* **Aim**:
Transcribe the lines exactly, beginning with the one that contains "Please tag every instance of the woman with" and ending with the final line of the records. Do not transcribe pictures.

Excerpts from point annotation data
○ ○ ○

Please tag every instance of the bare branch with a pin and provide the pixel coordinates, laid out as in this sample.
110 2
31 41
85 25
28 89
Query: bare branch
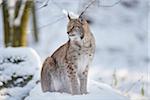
45 4
58 6
87 8
111 5
51 23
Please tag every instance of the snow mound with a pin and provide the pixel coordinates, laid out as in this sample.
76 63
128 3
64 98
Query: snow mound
97 91
19 72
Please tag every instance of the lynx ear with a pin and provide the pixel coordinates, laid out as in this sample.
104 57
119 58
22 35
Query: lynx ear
69 16
80 18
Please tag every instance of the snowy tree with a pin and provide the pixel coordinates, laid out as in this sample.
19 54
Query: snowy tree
16 15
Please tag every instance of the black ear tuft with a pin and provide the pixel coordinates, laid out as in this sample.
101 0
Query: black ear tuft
69 17
80 18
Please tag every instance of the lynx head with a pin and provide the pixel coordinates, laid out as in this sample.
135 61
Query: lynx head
75 28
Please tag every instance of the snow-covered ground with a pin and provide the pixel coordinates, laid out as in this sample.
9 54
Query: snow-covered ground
97 91
19 72
121 33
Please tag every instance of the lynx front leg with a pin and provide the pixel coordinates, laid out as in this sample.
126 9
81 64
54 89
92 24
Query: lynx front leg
83 81
46 78
74 84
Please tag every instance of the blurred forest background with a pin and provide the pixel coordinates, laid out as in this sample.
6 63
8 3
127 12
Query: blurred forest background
120 27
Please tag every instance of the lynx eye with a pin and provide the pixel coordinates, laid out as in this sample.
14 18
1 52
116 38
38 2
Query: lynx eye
70 30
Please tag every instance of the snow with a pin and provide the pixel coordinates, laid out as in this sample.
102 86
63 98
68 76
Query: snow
97 91
122 57
19 72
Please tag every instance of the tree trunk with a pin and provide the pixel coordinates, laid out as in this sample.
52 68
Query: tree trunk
6 24
35 33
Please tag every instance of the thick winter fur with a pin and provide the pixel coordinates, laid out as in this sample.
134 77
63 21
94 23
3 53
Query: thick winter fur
67 69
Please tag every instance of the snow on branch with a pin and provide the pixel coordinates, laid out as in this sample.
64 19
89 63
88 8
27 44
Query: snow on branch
17 21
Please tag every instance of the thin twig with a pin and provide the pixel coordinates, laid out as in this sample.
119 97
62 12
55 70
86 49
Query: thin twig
87 7
111 5
43 5
53 22
58 6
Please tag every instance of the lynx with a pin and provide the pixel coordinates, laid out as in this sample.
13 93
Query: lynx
66 70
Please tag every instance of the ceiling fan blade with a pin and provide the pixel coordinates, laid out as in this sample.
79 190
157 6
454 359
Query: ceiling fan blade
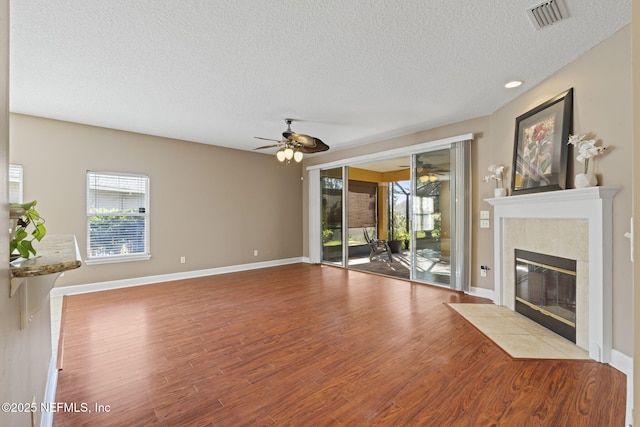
304 140
317 147
268 146
269 139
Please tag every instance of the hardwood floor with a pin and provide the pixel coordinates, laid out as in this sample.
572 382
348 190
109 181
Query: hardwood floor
303 345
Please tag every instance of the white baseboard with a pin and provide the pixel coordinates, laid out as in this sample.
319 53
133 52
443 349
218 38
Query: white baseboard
624 364
139 281
46 417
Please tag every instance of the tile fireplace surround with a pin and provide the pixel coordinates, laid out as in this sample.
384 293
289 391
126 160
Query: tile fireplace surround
575 224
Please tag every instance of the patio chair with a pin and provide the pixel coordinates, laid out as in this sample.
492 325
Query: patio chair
378 246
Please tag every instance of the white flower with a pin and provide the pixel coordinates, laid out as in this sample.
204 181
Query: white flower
496 173
586 149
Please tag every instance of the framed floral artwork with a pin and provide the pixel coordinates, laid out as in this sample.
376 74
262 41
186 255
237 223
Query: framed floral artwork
540 146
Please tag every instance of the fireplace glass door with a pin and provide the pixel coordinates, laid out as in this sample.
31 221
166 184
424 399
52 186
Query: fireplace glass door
546 291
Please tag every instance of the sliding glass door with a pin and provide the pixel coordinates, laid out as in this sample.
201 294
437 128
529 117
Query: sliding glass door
418 200
440 226
331 189
432 217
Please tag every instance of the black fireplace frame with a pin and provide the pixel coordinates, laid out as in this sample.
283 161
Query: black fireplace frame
540 315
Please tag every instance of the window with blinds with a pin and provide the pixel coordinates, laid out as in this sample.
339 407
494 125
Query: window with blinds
363 198
117 217
15 184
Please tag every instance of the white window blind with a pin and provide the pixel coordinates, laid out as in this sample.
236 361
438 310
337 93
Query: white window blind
117 217
15 184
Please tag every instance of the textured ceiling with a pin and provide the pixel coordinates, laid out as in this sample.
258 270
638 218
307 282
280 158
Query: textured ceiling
352 72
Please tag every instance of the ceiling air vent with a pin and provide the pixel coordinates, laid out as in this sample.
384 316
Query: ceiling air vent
547 13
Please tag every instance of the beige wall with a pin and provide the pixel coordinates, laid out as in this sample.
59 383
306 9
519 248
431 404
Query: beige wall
212 205
601 79
24 354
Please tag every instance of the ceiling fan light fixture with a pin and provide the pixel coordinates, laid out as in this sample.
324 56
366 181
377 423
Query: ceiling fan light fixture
288 153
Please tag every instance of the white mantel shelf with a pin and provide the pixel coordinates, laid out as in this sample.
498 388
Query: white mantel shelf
594 204
561 196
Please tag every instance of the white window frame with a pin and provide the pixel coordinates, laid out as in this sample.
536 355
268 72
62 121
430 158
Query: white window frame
104 259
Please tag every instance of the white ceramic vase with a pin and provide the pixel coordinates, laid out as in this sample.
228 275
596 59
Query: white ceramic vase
584 180
499 192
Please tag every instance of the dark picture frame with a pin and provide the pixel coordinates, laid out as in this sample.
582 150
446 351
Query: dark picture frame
541 146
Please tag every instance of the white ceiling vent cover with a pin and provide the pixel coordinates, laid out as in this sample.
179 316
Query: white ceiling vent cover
547 13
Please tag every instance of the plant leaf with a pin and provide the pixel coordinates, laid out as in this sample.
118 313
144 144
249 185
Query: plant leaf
29 247
20 234
24 252
39 232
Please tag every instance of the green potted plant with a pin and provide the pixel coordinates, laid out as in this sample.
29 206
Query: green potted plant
27 225
399 235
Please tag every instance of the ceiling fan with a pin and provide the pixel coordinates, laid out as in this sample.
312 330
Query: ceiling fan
294 145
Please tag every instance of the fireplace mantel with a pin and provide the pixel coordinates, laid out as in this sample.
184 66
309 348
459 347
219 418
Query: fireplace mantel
594 204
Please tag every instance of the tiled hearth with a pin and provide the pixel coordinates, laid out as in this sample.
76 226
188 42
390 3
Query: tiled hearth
517 335
575 224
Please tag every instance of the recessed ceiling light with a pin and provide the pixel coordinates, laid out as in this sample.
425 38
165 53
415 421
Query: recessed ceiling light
514 83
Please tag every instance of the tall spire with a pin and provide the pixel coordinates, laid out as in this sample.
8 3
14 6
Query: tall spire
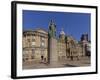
62 32
52 29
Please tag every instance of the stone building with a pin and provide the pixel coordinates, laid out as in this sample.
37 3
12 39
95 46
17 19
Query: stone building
37 45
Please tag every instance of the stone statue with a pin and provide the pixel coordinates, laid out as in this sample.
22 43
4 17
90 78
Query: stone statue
52 30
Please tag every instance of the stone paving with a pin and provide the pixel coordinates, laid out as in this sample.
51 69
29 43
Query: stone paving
83 61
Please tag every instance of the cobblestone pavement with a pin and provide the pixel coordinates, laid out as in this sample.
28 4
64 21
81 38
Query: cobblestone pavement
83 61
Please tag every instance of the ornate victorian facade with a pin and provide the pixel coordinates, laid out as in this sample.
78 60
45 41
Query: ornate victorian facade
36 45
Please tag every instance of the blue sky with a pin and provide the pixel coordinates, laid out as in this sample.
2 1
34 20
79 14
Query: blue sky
74 24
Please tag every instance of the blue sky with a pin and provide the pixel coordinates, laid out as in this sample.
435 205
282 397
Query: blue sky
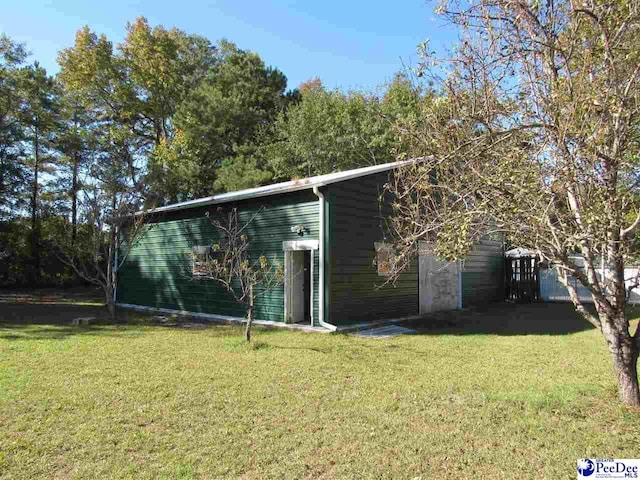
348 44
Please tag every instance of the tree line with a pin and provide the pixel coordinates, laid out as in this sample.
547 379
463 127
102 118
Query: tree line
164 116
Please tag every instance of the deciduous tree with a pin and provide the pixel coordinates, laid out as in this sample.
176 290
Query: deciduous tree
535 138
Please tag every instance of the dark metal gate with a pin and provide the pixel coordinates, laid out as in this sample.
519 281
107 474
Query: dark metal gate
523 279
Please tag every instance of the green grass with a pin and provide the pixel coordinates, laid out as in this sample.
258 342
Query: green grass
142 401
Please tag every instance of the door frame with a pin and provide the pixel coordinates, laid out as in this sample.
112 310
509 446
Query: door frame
292 246
424 251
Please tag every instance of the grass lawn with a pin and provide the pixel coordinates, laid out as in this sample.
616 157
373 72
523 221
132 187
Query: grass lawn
147 401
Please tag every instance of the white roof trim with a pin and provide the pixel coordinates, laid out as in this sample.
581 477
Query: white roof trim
278 188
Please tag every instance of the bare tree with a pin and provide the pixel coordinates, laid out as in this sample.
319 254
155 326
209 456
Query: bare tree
534 137
230 263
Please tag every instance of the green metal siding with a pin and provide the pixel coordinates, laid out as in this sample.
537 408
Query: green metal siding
483 274
157 272
355 222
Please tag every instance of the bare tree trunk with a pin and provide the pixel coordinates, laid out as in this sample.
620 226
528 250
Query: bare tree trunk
111 306
625 359
74 199
247 328
35 224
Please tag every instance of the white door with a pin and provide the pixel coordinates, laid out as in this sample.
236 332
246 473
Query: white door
438 283
294 286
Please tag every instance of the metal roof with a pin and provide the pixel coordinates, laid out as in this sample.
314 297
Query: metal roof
284 187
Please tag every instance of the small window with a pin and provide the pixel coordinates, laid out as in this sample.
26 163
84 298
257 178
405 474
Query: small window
200 256
384 258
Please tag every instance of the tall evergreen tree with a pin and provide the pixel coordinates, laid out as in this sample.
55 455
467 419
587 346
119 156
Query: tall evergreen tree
12 57
39 119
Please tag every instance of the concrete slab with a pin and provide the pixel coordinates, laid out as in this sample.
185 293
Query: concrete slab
385 332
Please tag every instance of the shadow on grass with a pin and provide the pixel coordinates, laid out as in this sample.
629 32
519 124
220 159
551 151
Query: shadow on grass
505 319
52 322
510 319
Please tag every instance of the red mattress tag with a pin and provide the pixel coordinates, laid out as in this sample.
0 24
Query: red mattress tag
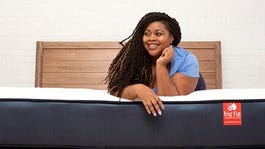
232 113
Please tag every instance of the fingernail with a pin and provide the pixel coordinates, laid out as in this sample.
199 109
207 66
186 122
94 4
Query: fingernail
159 112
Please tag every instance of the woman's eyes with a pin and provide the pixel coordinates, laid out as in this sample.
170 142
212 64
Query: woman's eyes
156 34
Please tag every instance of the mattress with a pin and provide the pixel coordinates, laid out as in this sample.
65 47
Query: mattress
86 118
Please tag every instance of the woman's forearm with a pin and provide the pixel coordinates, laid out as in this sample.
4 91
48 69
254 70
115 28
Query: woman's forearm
165 86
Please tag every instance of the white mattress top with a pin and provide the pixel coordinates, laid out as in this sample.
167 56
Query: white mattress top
102 95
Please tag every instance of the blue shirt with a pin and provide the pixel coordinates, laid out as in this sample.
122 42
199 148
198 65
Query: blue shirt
184 62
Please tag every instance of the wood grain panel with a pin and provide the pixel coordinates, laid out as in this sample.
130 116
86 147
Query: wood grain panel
75 66
79 54
74 78
85 64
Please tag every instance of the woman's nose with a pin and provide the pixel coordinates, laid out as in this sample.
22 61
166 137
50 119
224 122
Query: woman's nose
152 37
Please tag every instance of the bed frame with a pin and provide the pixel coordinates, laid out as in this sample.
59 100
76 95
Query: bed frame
85 64
67 117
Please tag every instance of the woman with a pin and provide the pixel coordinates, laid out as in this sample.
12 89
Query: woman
151 65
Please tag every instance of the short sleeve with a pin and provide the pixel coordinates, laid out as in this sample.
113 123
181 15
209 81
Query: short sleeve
185 63
190 66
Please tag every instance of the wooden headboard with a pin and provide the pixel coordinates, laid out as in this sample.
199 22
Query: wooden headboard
85 64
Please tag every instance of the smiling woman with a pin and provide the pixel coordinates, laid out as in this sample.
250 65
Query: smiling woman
151 64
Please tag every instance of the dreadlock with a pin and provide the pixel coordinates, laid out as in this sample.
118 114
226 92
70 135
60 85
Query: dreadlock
133 64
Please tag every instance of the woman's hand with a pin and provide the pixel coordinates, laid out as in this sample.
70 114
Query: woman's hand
166 56
151 101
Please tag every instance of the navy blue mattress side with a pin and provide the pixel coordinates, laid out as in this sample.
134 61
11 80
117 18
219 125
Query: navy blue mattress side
86 124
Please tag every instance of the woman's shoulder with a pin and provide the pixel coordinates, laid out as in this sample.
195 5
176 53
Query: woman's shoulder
181 52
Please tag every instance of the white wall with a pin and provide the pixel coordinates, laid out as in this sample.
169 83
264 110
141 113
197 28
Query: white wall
238 24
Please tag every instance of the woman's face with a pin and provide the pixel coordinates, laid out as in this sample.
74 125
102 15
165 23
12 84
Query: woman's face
156 38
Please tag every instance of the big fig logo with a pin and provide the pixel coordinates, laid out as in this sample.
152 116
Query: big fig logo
232 114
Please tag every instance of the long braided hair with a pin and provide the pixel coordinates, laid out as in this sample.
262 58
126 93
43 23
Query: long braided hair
133 64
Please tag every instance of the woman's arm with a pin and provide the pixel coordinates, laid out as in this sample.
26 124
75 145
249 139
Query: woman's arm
151 101
179 84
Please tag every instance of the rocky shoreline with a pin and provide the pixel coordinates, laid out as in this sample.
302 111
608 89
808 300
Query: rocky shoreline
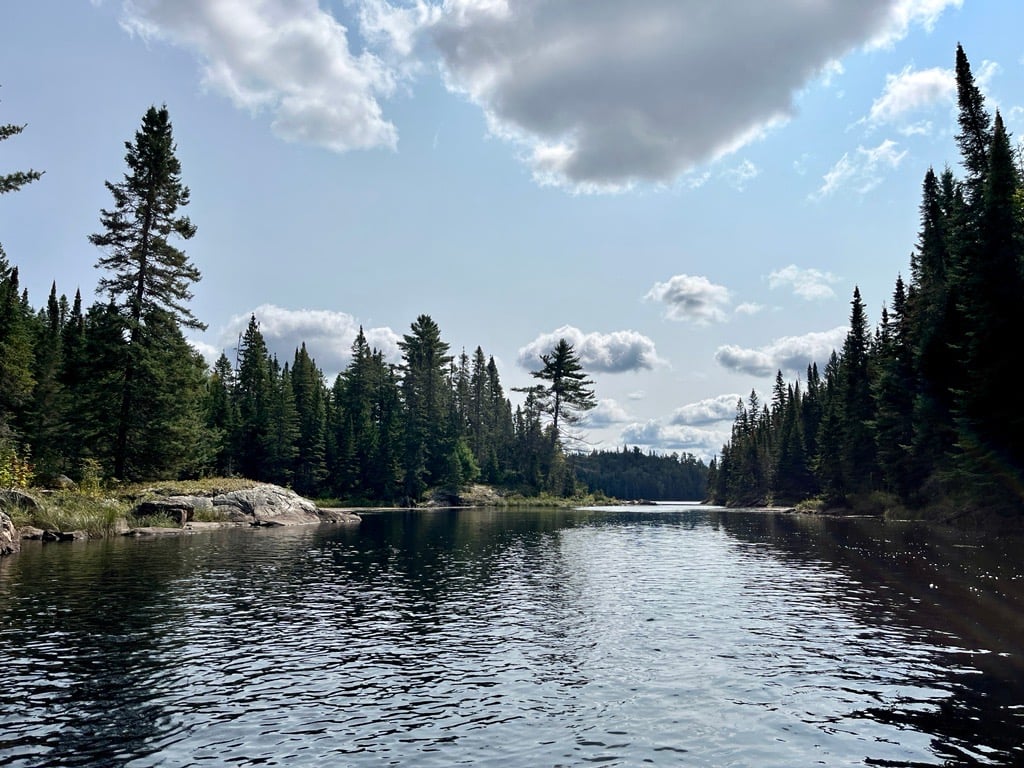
259 506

○ ○ ○

* **Expected answer**:
Please tag every instance of the woman with a pin and provide the pixel coordinates, laid out as in this sample.
12 89
Query: woman
151 65
Please tag every instance of the short sleeve with a pin and provide the pixel coordinates, laid out as in this sample.
113 123
181 15
209 81
Query: short sleeve
185 63
190 66
Please tag every instance of the wooden headboard with a pin and provide the pixel coordinates, laid out as in this sample.
199 22
Query: wooden headboard
85 64
Please tag every instance of the smiling woman with a pin and provide the pixel coordinates, laid out as in this sample.
250 65
Query: smiling woman
151 64
Please tag every instance of the dreadlock with a pin and provide the pixel coordinates, laid out as in this sample.
118 114
226 92
70 135
60 85
Query: dreadlock
133 64
Please tag every instance of the woman's hand with a pin and provide the pixel coordinates, laid out as in this sample.
70 114
Query: woman's hand
166 56
151 101
Please tag every instance of the navy blue mattress side with a pin and provide the pixel coordinates, laid out as in this sample.
134 61
11 80
117 18
219 125
Query: navy blue mattress side
86 124
Please tag every instance of the woman's shoulder with a pin and provide the pixel coordinates, laid out as in this sample.
195 5
176 53
Query: woman's shoulder
181 52
Please tag every instance of the white wall with a pin and provide the pixel coordinates, laid out as in this sample.
169 83
264 110
141 113
197 28
Query: white wall
238 24
Please tag every instance of the woman's face with a pin and provide the pixel coordinates, laid out as in this sample.
74 125
102 15
165 23
12 84
Query: woman's face
156 38
Please tag every instance of the big fig logo with a pin and provide the pixel coordinates, laid out as in this sample.
152 116
Query: big fig logo
232 114
Please tag every instance of the long braided hair with a pin and provide the pixel coordinates, laid out as in this sample.
262 58
126 93
43 23
Query: long braided hair
133 64
Please tag every instance of the woman's arm with a pin and provide the pixel coordinates, laid out as in this sample.
26 124
75 145
249 139
Query: woman's arm
151 101
179 84
Please tag every instance of the rocky shoreline with a pin and provide the pixel coordinates, laid out as in this sample.
302 111
608 89
808 300
Query: rocky shoreline
259 506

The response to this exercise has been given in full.